[Task item]: Scan the data beneath this task and copy each line that includes "treeline".

[Saved entries]:

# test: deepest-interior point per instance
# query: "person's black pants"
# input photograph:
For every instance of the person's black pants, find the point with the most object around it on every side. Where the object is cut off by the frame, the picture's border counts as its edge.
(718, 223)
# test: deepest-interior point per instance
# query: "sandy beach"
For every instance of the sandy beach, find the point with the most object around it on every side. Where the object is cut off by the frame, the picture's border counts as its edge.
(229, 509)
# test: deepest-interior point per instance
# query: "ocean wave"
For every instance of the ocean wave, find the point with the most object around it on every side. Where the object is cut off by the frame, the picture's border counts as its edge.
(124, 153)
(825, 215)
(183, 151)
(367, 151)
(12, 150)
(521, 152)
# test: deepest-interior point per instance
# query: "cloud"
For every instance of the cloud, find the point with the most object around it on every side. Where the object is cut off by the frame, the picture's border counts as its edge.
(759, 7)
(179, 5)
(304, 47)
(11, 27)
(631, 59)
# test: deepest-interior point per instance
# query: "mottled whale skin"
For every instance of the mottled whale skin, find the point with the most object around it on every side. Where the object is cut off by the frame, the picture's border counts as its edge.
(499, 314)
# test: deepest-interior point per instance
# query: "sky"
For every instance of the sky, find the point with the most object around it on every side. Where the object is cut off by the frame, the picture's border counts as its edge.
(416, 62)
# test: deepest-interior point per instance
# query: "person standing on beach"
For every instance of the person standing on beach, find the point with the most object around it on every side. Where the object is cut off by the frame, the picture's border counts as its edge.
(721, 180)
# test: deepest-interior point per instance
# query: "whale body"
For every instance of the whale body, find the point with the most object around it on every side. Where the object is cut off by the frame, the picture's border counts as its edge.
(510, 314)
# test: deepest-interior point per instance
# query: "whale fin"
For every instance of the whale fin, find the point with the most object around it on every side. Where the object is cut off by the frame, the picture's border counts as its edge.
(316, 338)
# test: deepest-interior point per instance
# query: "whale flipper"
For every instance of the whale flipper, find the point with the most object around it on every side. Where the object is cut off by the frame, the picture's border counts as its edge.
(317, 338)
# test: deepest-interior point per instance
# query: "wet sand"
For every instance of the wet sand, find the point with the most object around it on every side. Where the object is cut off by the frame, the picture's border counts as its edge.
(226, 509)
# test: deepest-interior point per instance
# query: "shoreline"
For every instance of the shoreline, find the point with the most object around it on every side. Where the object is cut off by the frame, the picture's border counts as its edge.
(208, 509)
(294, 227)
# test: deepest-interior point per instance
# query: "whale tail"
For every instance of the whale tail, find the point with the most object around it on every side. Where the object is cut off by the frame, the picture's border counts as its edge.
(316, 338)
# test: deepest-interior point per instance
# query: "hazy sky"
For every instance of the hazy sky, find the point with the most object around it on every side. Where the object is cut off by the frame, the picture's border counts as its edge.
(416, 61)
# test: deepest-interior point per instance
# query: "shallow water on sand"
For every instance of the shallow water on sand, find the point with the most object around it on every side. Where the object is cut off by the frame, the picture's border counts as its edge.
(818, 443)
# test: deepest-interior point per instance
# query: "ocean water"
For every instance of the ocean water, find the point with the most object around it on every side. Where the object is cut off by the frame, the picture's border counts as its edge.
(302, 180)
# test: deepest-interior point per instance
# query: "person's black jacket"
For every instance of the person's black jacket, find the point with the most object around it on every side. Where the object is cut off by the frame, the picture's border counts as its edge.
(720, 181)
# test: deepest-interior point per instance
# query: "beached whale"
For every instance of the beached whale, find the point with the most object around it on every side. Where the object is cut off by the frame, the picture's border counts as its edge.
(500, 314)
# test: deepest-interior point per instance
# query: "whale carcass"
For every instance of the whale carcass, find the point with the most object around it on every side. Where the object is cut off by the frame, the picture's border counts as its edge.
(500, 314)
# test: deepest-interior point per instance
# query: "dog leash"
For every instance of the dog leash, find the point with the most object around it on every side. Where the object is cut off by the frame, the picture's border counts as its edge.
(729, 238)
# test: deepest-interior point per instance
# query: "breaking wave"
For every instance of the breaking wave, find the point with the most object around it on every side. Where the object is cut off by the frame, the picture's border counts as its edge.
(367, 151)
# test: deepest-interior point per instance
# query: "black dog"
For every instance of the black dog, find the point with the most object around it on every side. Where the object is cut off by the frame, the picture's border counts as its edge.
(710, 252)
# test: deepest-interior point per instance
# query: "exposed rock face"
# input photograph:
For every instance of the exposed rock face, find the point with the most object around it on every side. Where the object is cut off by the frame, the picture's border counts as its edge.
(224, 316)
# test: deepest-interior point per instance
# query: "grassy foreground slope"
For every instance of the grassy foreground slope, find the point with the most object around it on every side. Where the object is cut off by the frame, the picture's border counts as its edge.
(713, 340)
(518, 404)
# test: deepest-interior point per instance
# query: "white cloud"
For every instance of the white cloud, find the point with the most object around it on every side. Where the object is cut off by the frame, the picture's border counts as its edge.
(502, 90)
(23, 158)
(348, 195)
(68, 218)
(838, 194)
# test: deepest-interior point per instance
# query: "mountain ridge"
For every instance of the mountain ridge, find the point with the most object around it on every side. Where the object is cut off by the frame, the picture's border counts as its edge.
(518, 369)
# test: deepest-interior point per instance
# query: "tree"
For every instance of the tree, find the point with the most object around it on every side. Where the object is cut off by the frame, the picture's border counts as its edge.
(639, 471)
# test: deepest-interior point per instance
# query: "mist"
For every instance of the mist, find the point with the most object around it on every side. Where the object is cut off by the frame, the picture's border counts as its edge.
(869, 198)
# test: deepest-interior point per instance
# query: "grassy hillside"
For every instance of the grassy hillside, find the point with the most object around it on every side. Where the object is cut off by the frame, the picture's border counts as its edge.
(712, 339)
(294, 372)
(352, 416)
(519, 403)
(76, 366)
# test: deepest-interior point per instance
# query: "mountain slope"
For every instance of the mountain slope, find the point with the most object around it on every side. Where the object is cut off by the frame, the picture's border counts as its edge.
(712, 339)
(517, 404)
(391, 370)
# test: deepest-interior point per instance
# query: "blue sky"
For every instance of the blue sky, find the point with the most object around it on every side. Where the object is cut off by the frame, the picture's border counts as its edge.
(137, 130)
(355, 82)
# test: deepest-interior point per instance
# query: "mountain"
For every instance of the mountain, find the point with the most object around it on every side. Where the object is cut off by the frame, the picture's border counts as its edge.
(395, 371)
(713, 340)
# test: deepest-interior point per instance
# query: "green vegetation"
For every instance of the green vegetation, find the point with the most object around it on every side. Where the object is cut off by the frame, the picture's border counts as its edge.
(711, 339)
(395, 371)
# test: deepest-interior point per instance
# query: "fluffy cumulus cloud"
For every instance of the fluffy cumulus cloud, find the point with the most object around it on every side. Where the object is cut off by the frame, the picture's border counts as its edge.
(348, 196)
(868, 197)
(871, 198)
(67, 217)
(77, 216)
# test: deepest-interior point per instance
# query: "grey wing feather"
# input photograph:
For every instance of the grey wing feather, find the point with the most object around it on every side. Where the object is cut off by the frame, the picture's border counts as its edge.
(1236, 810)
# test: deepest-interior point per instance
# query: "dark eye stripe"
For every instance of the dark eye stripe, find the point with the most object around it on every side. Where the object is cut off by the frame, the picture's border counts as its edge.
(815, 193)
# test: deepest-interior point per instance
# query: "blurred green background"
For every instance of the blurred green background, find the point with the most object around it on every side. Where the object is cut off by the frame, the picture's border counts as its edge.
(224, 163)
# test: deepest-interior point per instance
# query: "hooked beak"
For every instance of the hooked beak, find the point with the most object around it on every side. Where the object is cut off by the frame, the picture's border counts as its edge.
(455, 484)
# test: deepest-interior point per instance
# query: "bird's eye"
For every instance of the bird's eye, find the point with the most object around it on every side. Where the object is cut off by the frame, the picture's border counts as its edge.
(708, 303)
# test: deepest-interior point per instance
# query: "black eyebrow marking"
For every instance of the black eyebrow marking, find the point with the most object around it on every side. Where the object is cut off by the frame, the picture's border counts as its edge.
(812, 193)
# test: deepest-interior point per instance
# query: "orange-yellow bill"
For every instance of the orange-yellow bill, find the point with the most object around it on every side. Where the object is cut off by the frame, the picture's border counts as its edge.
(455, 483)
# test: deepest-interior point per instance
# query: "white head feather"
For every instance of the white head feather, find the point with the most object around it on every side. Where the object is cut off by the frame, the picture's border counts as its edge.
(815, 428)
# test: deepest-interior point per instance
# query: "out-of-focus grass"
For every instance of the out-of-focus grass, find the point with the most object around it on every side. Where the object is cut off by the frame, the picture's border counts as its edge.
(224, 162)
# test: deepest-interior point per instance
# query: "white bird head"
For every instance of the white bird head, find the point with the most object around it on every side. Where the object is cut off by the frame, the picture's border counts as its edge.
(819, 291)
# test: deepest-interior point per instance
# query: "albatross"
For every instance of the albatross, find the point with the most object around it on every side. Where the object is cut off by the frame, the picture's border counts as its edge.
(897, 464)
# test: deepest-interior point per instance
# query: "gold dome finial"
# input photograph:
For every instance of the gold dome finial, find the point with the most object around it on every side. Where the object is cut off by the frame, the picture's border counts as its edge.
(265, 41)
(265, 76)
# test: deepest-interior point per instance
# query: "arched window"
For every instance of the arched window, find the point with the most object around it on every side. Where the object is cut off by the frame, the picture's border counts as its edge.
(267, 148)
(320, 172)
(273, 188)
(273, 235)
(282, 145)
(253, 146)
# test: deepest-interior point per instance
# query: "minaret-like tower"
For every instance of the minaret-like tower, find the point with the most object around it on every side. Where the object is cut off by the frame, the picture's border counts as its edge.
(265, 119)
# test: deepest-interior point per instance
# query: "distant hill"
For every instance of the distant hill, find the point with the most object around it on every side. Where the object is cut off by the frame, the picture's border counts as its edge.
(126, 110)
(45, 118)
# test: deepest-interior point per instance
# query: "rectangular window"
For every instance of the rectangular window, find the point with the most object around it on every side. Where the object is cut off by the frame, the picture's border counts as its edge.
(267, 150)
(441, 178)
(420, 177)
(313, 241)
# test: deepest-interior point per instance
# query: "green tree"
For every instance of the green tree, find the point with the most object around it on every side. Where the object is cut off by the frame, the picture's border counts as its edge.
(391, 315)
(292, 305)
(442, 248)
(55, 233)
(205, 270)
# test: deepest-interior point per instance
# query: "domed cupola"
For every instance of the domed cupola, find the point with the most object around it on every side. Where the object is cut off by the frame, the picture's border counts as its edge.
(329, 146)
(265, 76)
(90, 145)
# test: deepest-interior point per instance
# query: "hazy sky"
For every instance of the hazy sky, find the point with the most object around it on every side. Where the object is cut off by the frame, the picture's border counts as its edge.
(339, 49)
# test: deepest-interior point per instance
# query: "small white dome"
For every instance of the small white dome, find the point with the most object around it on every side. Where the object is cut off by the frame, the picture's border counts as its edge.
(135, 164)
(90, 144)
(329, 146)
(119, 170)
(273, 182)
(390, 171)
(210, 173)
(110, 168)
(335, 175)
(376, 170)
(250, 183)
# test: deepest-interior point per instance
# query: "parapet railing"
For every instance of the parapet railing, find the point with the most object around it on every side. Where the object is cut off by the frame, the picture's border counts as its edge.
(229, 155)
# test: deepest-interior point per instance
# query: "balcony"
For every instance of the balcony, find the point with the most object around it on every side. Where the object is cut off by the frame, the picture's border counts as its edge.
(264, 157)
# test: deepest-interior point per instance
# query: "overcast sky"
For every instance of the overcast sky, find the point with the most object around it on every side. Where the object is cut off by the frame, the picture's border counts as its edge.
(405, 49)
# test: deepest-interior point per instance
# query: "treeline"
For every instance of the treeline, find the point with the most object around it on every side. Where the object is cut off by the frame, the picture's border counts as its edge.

[Solution to the exercise]:
# query: "treeline"
For every instance of the treeline, find the point with the most object around it on every side. Where the object is cut off by the frame, the picture's border counts as its edge.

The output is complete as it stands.